Text
The bill came to $98.12, and Nalwa took the $900 — $100 from each woman — to the counter, gave it to the manager, and told her to make sure Sara got the change.
The manager looked confused as she rang up the bill, Nalwa said. “She realized what she was holding, and she looked at me, and she said, ‘Are you serious?’ And I just nodded.”
When Nalwa let Sara know she had $800 waiting for her, Nalwa said, “her mouth dropped. And she said, ‘Oh my God, are you serious?’ And I said, ‘Yes, Merry Christmas.’”
Nalwa said there were three other waitresses at the restaurant Sunday, and Sara had the good fortune of getting their table. They were a pretty easy-going group, Nalwa said, adding that Sara did a good job. “Nobody went without anything.”
She said the idea of giving an inflated tip to a server “seemed more personal” than the usual holiday gift to a nonprofit organization. “Waitressing is a hard job and usually waitresses don’t make a lot of money, and this is just something that we thought we could do.”
One member of the group, Connie Niquette, 60, said the women talked about how the money could have gone to someone who was needier, but they thought, “no matter who it is, even if it was you or I, we would love getting a bunch of extra cash.”

Directions for this task
Write the next part of the article about the waitress's tip, picking up right after its final sentence. The data after the article about the waitress's tip has no role in this work.

[Object point labels]
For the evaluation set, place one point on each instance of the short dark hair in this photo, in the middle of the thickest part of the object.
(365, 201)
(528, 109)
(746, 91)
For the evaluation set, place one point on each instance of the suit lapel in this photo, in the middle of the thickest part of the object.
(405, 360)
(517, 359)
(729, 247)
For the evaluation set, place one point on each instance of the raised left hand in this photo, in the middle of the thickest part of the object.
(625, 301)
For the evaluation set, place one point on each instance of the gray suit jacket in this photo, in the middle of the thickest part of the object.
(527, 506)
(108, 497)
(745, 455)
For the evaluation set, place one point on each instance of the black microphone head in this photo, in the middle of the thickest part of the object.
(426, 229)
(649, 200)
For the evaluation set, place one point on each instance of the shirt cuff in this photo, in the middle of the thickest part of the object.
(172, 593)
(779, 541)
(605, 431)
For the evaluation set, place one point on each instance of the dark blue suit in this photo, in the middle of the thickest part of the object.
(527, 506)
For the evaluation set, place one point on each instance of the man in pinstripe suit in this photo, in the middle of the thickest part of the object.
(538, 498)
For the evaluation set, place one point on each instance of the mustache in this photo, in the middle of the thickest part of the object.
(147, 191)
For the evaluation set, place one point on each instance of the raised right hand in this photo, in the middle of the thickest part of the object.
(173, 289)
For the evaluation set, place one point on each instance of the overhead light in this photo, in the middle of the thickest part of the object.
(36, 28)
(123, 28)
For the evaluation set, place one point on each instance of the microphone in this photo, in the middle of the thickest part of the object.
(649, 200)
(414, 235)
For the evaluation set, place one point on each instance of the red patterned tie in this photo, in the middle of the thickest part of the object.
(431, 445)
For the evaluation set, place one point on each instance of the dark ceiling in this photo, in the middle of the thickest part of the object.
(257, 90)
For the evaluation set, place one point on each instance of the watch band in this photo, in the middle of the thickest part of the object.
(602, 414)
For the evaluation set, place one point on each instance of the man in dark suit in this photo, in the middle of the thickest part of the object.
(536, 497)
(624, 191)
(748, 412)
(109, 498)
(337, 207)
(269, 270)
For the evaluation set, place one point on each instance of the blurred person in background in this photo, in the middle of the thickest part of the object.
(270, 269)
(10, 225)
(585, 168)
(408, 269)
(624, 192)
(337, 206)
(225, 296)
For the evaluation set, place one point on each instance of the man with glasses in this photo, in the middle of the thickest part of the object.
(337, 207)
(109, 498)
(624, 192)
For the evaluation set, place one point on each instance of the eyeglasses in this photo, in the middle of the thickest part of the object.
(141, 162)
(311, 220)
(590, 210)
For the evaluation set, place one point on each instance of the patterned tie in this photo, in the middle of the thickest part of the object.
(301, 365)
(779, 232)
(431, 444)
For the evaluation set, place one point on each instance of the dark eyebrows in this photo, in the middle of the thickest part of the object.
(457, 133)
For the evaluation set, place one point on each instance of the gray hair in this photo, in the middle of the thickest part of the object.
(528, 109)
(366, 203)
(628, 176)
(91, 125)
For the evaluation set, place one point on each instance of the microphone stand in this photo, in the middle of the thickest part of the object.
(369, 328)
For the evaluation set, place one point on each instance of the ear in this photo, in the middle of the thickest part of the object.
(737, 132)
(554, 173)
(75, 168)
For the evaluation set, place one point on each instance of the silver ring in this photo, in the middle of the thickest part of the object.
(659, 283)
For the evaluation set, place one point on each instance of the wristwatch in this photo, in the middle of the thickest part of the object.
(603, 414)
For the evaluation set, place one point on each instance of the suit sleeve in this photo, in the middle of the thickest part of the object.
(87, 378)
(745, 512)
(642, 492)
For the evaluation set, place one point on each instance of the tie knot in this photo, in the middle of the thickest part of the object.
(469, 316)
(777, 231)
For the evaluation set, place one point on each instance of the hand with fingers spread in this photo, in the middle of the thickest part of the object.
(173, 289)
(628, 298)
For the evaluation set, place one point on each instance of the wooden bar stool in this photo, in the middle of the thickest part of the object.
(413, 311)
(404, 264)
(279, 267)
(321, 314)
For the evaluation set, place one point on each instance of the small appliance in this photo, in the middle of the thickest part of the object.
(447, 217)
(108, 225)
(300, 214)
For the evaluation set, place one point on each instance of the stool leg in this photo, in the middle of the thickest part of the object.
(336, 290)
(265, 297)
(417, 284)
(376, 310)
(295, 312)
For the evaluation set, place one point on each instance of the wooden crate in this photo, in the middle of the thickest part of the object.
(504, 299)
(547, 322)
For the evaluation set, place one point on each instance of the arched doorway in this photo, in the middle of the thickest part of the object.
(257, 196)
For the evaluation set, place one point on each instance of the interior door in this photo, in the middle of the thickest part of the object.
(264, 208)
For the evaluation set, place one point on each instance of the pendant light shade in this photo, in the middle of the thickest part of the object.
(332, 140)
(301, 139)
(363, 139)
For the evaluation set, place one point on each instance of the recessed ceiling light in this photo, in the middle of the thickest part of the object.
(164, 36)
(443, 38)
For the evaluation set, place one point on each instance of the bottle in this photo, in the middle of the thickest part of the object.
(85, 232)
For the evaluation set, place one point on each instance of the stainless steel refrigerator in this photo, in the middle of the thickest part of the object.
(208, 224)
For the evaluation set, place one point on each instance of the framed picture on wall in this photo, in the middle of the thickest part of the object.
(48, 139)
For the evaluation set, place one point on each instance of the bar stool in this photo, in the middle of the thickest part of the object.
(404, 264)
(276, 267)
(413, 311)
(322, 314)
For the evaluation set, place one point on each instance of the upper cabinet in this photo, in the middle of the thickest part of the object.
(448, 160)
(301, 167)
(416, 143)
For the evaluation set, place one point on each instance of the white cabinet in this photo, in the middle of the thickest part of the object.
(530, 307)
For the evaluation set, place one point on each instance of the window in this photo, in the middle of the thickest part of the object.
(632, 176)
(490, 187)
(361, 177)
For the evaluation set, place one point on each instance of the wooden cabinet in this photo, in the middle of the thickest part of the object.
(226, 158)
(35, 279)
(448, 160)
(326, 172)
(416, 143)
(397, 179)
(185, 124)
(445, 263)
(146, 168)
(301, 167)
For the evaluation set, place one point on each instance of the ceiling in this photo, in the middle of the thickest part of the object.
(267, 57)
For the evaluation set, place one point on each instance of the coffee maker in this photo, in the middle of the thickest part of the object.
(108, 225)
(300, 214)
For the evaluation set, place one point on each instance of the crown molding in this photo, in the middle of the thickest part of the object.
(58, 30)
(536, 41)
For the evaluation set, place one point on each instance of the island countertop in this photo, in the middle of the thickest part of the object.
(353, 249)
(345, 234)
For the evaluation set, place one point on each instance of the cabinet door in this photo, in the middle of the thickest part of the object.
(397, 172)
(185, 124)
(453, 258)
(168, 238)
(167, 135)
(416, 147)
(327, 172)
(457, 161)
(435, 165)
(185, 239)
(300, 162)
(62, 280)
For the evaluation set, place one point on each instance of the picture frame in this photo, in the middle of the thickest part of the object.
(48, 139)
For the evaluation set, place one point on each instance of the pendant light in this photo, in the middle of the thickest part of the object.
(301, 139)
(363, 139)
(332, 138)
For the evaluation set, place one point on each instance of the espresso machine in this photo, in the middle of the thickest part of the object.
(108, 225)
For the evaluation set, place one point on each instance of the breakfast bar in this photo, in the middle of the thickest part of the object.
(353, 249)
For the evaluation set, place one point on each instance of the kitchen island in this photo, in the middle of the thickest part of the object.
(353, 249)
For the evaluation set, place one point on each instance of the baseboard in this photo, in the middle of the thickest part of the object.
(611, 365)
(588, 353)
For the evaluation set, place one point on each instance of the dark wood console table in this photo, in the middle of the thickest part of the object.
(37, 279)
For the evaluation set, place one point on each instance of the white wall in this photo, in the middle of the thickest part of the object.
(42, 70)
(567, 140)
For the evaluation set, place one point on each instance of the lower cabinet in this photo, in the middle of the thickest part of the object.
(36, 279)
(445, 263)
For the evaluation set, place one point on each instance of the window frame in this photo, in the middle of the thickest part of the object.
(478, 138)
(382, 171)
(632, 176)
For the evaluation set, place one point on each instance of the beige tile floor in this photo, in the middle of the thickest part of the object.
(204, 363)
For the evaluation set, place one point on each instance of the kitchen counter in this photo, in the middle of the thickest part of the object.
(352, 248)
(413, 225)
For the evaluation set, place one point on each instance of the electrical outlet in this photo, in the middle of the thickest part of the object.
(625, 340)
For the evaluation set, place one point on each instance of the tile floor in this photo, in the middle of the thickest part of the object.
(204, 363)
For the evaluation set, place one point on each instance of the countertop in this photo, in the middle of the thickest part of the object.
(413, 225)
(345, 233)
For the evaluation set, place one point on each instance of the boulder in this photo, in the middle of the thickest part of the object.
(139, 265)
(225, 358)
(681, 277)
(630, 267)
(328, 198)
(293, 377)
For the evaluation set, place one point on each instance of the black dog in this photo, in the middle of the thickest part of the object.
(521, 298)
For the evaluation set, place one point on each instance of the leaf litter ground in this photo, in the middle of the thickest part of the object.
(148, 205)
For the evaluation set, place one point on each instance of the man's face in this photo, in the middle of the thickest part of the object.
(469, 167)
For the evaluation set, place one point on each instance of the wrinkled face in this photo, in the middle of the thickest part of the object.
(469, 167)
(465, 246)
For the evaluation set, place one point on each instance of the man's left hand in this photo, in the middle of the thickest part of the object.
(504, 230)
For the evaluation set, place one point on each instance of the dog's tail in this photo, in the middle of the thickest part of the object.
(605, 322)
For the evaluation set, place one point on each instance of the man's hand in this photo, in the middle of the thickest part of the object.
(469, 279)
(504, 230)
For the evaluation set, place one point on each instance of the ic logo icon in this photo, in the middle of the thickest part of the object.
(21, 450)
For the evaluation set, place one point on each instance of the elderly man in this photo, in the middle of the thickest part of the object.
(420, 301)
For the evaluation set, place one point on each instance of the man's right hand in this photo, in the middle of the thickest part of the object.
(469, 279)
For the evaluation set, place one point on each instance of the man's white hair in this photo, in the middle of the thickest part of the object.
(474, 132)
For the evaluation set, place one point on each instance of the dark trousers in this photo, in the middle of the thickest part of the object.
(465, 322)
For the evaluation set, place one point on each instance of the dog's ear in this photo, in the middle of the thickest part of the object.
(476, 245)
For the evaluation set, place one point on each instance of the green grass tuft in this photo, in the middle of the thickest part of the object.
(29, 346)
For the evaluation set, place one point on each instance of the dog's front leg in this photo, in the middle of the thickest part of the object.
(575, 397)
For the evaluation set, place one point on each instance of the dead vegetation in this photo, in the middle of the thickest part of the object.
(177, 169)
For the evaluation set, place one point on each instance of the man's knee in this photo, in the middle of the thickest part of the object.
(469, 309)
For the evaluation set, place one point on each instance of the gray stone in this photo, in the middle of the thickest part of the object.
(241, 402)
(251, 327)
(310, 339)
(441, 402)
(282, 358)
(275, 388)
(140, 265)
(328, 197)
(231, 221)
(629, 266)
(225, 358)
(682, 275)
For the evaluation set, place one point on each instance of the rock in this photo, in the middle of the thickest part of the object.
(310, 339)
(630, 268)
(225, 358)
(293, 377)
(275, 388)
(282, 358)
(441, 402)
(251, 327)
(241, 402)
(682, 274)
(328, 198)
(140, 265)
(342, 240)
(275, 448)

Final answer
Niquette, an interior designer and former art teacher, called it “awesome” to participate in the random act of kindness. “So this was just a young girl that was just shocked and couldn’t believe it. And I’m sure it made her day.”
Nalwa, who’s lived in the Community of Bishops Bay for four years, said it wasn’t hard to get buy-in from her neighbors. “It’s a great group. We just have a phenomenal neighborhood. We’re all pretty close. We look out for each other, and there are just a lot of caring people. We’re fortunate, and it’s important to us to be able to teach our kids to give back to the community.”
The women aren’t done yet. They plan to replicate the act twice a year, rotating between restaurants. “So people should be on the lookout,” Nalwa said.
She spent Monday trying to think up a name for the new group and decided on “Bishops Breakfast Santas.”
They’ll be Santas, she said, “even in the summer.”